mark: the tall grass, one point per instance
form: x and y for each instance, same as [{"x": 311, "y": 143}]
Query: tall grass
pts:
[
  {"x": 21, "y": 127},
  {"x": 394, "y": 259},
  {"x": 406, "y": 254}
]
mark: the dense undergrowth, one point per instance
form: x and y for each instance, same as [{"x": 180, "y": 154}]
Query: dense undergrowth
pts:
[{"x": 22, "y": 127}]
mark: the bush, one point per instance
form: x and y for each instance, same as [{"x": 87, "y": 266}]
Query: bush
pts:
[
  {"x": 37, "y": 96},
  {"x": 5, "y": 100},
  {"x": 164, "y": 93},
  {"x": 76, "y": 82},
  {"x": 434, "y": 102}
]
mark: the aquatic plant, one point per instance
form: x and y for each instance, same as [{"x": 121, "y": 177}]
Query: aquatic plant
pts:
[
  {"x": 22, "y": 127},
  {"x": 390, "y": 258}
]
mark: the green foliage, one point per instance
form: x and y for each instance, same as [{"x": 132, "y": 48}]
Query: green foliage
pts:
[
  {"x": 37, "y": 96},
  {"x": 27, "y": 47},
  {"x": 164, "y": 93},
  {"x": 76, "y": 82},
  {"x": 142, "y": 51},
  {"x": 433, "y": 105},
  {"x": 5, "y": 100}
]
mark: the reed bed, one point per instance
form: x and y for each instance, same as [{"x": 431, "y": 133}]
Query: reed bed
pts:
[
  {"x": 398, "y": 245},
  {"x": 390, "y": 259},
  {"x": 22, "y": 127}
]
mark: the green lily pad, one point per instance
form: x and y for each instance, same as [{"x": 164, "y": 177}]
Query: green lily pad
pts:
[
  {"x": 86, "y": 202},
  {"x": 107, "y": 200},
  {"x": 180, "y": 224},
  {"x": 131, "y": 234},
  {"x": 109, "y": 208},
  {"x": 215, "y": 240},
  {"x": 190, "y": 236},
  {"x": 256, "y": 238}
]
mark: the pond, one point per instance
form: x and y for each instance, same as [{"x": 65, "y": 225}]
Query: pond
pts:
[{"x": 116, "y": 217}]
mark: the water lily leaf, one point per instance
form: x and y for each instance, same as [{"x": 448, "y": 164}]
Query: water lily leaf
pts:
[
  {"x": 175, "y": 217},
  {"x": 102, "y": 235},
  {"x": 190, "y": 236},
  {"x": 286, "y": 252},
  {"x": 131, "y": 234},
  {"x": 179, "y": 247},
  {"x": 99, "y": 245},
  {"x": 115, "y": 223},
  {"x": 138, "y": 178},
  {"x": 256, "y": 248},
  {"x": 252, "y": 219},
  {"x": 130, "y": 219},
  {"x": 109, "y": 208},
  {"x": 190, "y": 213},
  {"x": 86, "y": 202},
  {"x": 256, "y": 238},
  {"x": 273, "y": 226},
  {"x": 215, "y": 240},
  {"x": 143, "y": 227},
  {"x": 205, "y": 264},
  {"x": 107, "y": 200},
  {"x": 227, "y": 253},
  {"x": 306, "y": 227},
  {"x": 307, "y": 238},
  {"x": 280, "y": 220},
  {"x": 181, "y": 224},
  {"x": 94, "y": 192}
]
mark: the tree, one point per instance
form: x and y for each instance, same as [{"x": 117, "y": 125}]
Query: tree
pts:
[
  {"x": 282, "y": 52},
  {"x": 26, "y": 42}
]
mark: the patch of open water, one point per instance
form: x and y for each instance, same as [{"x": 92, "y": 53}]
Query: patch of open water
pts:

————————

▶ _Problem to solve_: For this exercise, all the data must be repeated exactly.

▶ _Response to the task_:
mark: the tall grass, one point per instance
form: x and y for each instance, same as [{"x": 311, "y": 143}]
Query: tall grass
pts:
[
  {"x": 21, "y": 127},
  {"x": 394, "y": 259},
  {"x": 406, "y": 254}
]
mark: the dense undergrowth, one point per instance
form: x and y for each instance, same as [{"x": 180, "y": 154}]
Query: dense undergrowth
pts:
[{"x": 22, "y": 127}]
mark: the bush, one point per instance
form: x and y for each instance, same as [{"x": 87, "y": 266}]
Query: bush
pts:
[
  {"x": 37, "y": 96},
  {"x": 5, "y": 100},
  {"x": 164, "y": 93},
  {"x": 76, "y": 82},
  {"x": 434, "y": 102}
]
mark: the aquatic plant, one point per instance
form: x and y for each instance, same as [{"x": 121, "y": 177}]
Query: aquatic plant
pts:
[
  {"x": 22, "y": 127},
  {"x": 390, "y": 258}
]
mark: the green foliage, one point per instance
form: x and y for each instance, same as [{"x": 132, "y": 48}]
Query: green foliage
pts:
[
  {"x": 37, "y": 96},
  {"x": 27, "y": 47},
  {"x": 164, "y": 93},
  {"x": 76, "y": 82},
  {"x": 142, "y": 51},
  {"x": 433, "y": 105},
  {"x": 5, "y": 100}
]
mark: the reed bed, one point per instance
form: x and y for each instance, same as [{"x": 431, "y": 133}]
Query: reed bed
pts:
[
  {"x": 398, "y": 245},
  {"x": 390, "y": 259},
  {"x": 22, "y": 127}
]
mark: the green lily pad, one point per instance
form: x and y for each instance, same as [{"x": 164, "y": 177}]
Query: green lily pad
pts:
[
  {"x": 86, "y": 202},
  {"x": 107, "y": 200},
  {"x": 180, "y": 224},
  {"x": 131, "y": 234},
  {"x": 109, "y": 208},
  {"x": 215, "y": 240},
  {"x": 190, "y": 236},
  {"x": 256, "y": 238}
]
mark: the pond, one point per instance
form: x and y for each instance, same as [{"x": 65, "y": 225}]
Query: pond
pts:
[{"x": 116, "y": 217}]
mark: the water lily leaf, one point per instance
form: x and y for each instance, same as [{"x": 448, "y": 164}]
Query: water lily leaf
pts:
[
  {"x": 175, "y": 217},
  {"x": 102, "y": 235},
  {"x": 190, "y": 236},
  {"x": 286, "y": 252},
  {"x": 131, "y": 234},
  {"x": 179, "y": 247},
  {"x": 99, "y": 245},
  {"x": 115, "y": 223},
  {"x": 138, "y": 178},
  {"x": 256, "y": 248},
  {"x": 252, "y": 219},
  {"x": 130, "y": 219},
  {"x": 109, "y": 208},
  {"x": 190, "y": 213},
  {"x": 86, "y": 202},
  {"x": 256, "y": 238},
  {"x": 273, "y": 226},
  {"x": 215, "y": 240},
  {"x": 143, "y": 227},
  {"x": 205, "y": 264},
  {"x": 107, "y": 200},
  {"x": 227, "y": 253},
  {"x": 306, "y": 227},
  {"x": 307, "y": 238},
  {"x": 280, "y": 220},
  {"x": 181, "y": 224},
  {"x": 94, "y": 192}
]
mark: the tree, one point per instance
form: x and y for each instance, same as [{"x": 117, "y": 125}]
Query: tree
pts:
[
  {"x": 282, "y": 52},
  {"x": 26, "y": 42}
]
mark: the patch of open water, one point per instance
form: x and y for each instance, same as [{"x": 92, "y": 53}]
Query: patch of open water
pts:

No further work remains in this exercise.